Instructions to follow ▸
Render the material below as a JSON list of strings, one string per line, from the line containing "Return one point for each instance of the braided" through the end of the material, leaving out blank lines and pictures.

Records for this exercise ▸

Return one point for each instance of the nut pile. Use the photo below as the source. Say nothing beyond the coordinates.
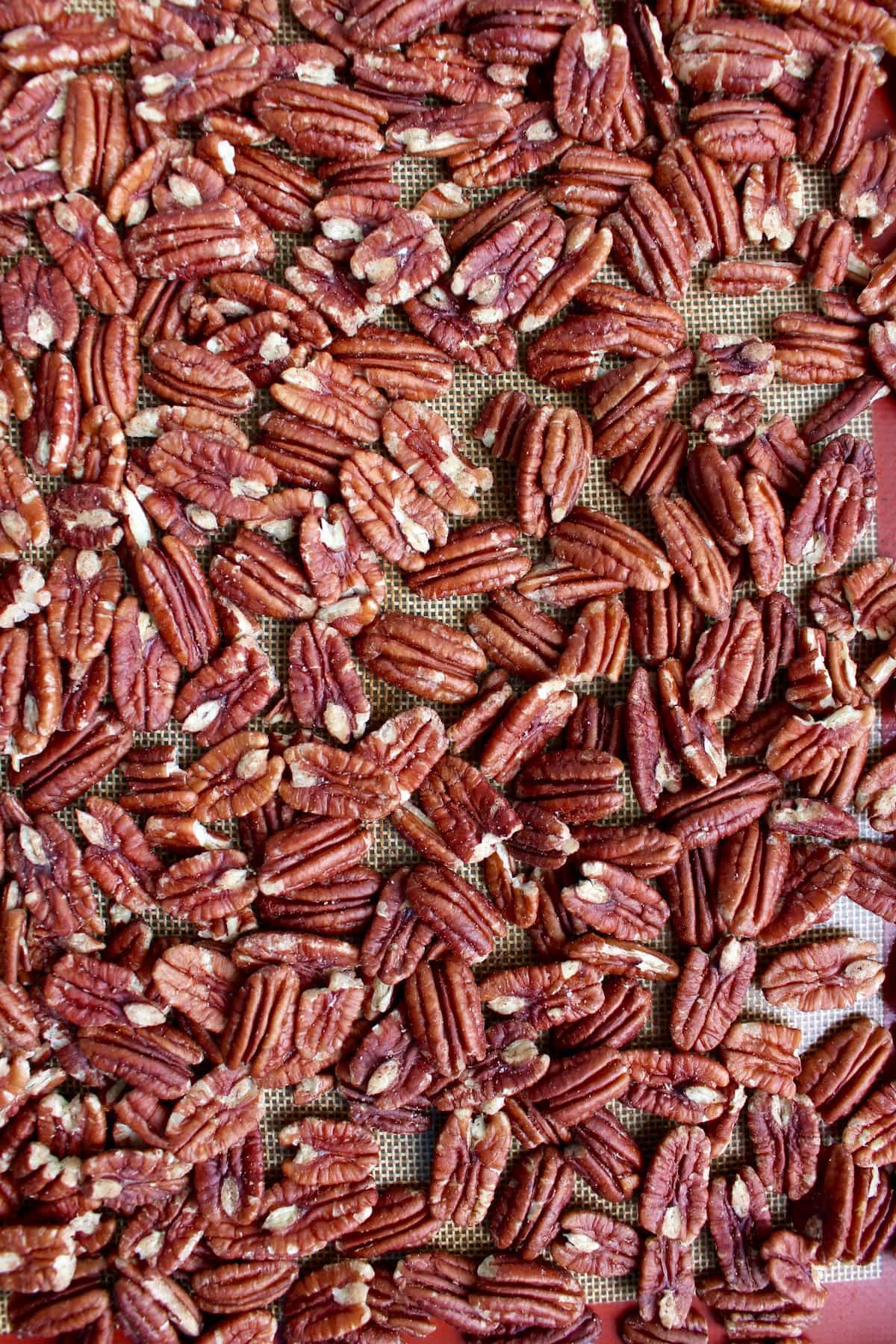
(132, 1169)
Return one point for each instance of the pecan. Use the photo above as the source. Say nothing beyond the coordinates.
(521, 1295)
(867, 188)
(423, 656)
(869, 1132)
(763, 1054)
(422, 445)
(327, 781)
(648, 243)
(801, 747)
(817, 349)
(72, 762)
(711, 994)
(401, 364)
(694, 554)
(590, 77)
(324, 685)
(729, 55)
(606, 1156)
(23, 517)
(832, 125)
(675, 1194)
(751, 874)
(836, 974)
(50, 433)
(593, 181)
(608, 547)
(531, 141)
(593, 1243)
(87, 248)
(739, 1221)
(742, 131)
(702, 199)
(527, 1210)
(38, 308)
(441, 317)
(685, 1088)
(328, 121)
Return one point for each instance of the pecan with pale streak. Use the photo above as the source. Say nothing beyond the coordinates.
(591, 179)
(818, 349)
(422, 444)
(23, 517)
(257, 576)
(324, 685)
(824, 974)
(423, 656)
(832, 125)
(72, 762)
(531, 143)
(527, 1209)
(694, 554)
(50, 433)
(648, 243)
(590, 75)
(839, 1073)
(87, 248)
(38, 308)
(603, 546)
(676, 1187)
(763, 1054)
(703, 201)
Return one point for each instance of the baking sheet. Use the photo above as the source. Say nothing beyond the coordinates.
(408, 1157)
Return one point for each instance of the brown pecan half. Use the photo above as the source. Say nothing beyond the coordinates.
(836, 974)
(423, 656)
(676, 1186)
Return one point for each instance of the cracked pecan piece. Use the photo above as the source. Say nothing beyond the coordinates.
(676, 1186)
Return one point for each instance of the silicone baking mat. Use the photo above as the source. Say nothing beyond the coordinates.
(408, 1157)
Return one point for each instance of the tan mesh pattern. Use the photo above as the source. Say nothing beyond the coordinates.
(408, 1157)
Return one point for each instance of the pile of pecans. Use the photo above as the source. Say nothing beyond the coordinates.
(134, 1189)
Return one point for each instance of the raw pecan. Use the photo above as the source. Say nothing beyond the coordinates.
(422, 444)
(648, 243)
(327, 781)
(590, 77)
(836, 974)
(763, 1054)
(423, 656)
(867, 188)
(703, 201)
(527, 1209)
(830, 128)
(602, 544)
(711, 994)
(234, 777)
(739, 1221)
(87, 248)
(685, 1088)
(593, 1243)
(817, 349)
(593, 179)
(751, 874)
(23, 517)
(521, 1295)
(531, 141)
(694, 554)
(676, 1186)
(38, 308)
(869, 1133)
(50, 433)
(606, 1156)
(72, 762)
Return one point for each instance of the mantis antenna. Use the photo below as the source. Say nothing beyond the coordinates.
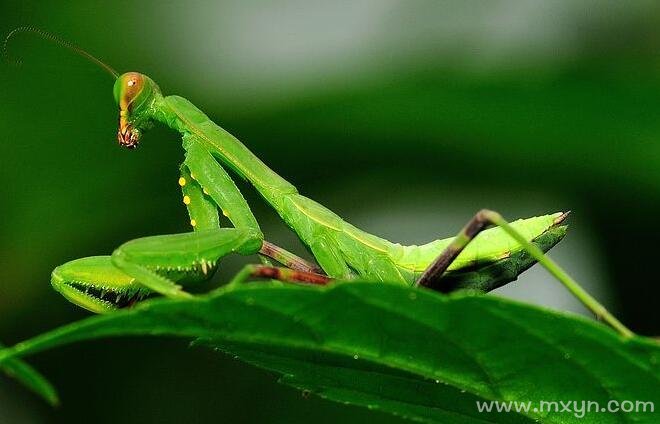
(57, 40)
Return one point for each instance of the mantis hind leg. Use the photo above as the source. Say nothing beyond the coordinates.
(484, 218)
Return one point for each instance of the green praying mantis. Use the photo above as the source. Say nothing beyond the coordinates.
(486, 253)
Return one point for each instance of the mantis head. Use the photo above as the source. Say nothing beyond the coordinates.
(135, 94)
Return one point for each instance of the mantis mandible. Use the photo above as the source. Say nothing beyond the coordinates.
(166, 264)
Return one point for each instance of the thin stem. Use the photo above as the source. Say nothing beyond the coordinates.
(590, 302)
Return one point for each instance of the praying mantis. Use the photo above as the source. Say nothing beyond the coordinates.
(168, 264)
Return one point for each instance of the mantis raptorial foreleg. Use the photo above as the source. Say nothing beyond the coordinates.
(431, 278)
(150, 259)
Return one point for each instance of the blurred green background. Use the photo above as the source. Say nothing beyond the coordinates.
(405, 117)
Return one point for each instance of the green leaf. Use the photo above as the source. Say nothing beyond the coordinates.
(31, 378)
(384, 346)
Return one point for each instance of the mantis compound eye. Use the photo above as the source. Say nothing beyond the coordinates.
(128, 136)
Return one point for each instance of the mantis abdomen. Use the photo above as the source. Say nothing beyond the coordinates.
(342, 250)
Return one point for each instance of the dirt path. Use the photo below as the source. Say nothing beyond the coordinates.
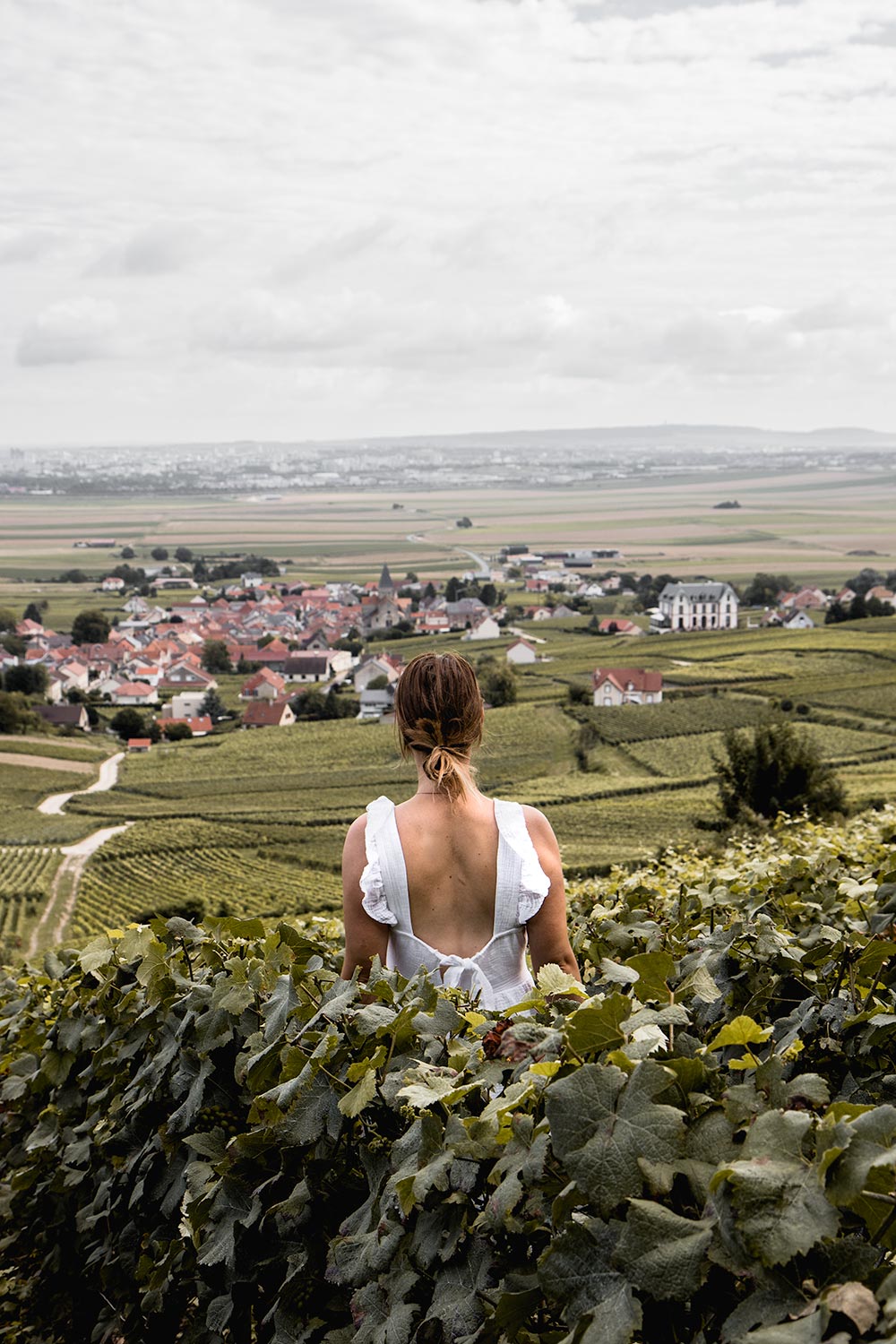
(58, 910)
(46, 762)
(56, 913)
(53, 806)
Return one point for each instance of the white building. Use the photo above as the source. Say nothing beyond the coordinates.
(485, 629)
(699, 607)
(521, 652)
(626, 685)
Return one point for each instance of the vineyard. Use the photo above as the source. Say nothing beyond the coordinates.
(26, 878)
(696, 1145)
(203, 867)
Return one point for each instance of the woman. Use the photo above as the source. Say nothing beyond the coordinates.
(450, 879)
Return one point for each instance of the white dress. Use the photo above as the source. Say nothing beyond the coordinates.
(497, 972)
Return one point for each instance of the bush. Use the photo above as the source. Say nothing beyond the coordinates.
(128, 723)
(210, 1136)
(90, 626)
(775, 768)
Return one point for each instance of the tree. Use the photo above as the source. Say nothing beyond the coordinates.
(314, 704)
(215, 656)
(212, 706)
(497, 682)
(775, 768)
(90, 626)
(763, 589)
(177, 731)
(16, 714)
(27, 677)
(128, 723)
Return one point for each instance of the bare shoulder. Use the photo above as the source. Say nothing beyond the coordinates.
(355, 835)
(538, 824)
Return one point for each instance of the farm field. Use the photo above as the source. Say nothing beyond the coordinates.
(659, 523)
(254, 822)
(258, 820)
(26, 878)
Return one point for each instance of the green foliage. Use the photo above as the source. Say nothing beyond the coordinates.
(763, 589)
(209, 1136)
(177, 731)
(777, 768)
(314, 704)
(215, 656)
(128, 723)
(90, 626)
(16, 714)
(497, 682)
(212, 704)
(27, 677)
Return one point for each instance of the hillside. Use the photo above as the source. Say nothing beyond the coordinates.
(233, 1145)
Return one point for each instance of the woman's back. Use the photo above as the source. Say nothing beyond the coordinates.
(450, 857)
(452, 881)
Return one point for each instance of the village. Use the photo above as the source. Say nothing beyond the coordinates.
(163, 660)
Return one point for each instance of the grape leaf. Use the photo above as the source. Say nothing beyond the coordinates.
(602, 1123)
(664, 1253)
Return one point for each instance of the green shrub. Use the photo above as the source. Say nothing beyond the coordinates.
(209, 1136)
(775, 768)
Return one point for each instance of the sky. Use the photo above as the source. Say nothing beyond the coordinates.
(296, 220)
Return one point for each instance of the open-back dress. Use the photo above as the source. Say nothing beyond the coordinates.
(498, 970)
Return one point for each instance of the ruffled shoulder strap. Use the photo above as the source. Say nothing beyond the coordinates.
(379, 814)
(532, 883)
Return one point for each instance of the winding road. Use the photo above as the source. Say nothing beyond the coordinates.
(56, 913)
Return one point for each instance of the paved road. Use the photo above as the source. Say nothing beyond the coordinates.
(56, 913)
(64, 892)
(53, 806)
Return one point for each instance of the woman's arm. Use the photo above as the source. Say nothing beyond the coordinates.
(547, 930)
(365, 937)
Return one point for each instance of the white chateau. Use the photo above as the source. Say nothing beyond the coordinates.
(699, 607)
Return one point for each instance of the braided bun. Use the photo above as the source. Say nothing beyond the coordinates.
(438, 710)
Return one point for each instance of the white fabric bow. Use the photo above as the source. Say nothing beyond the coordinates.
(460, 967)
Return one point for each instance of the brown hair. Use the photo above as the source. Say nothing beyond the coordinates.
(438, 710)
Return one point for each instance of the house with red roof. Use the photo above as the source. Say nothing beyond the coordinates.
(618, 625)
(626, 685)
(263, 685)
(268, 714)
(199, 726)
(134, 693)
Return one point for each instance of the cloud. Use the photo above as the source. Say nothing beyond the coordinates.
(156, 250)
(258, 322)
(27, 246)
(69, 333)
(331, 253)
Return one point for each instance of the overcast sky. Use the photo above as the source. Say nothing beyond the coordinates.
(324, 218)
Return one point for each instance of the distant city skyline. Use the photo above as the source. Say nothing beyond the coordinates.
(271, 220)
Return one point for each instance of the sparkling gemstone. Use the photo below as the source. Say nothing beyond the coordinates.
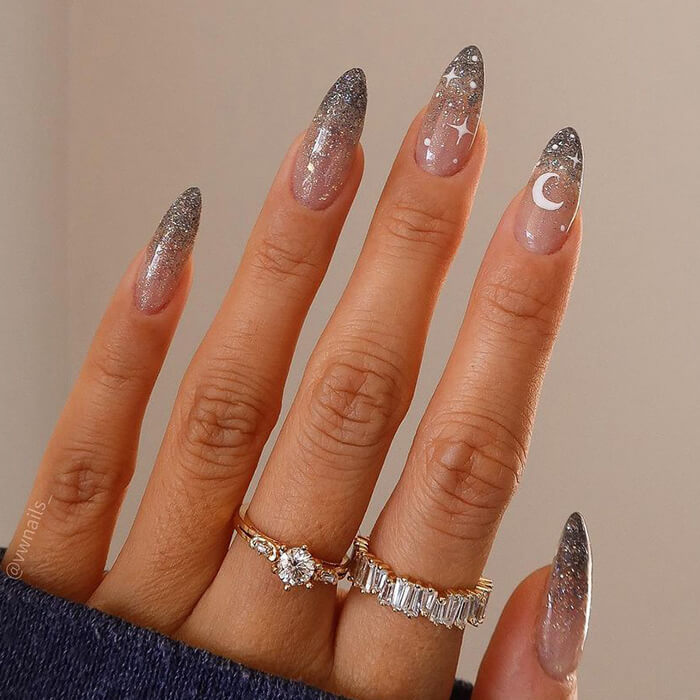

Complete response ▸
[
  "Return one point for each instance of the braided bun. Use the photo above as the source. Say nothing beyond the coordinates.",
  "(438, 710)",
  "Return one point for each instance of the white fabric bow. Use the photo above as the source. Say nothing beyond the coordinates.",
  "(460, 967)",
  "Return one point for each instance of the brown hair. Use the photo above as the source. Say nothing beyond the coordinates.",
  "(438, 710)",
  "Return one point for each instance of the house with red roof. Use the photo above as the source. Say nothing beyond the coordinates.",
  "(618, 625)",
  "(626, 685)",
  "(263, 685)",
  "(268, 714)",
  "(199, 726)",
  "(134, 693)",
  "Return one point for each instance of the cloud. Use the photo above as the source. Say nothing beyond the coordinates.",
  "(156, 250)",
  "(258, 322)",
  "(27, 246)",
  "(69, 333)",
  "(331, 253)",
  "Return one point for each instance of the overcast sky. Use the photo above as the source. Say nothing beyond the coordinates.",
  "(324, 218)",
  "Return one point for each instance of the distant city skyline. Use the photo above as the source. Say nothing beyond the coordinates.",
  "(271, 220)",
  "Return one point for each instance of the sparkling gemstone. Use the photo below as the source. Say nothing beyond the coordinates."
]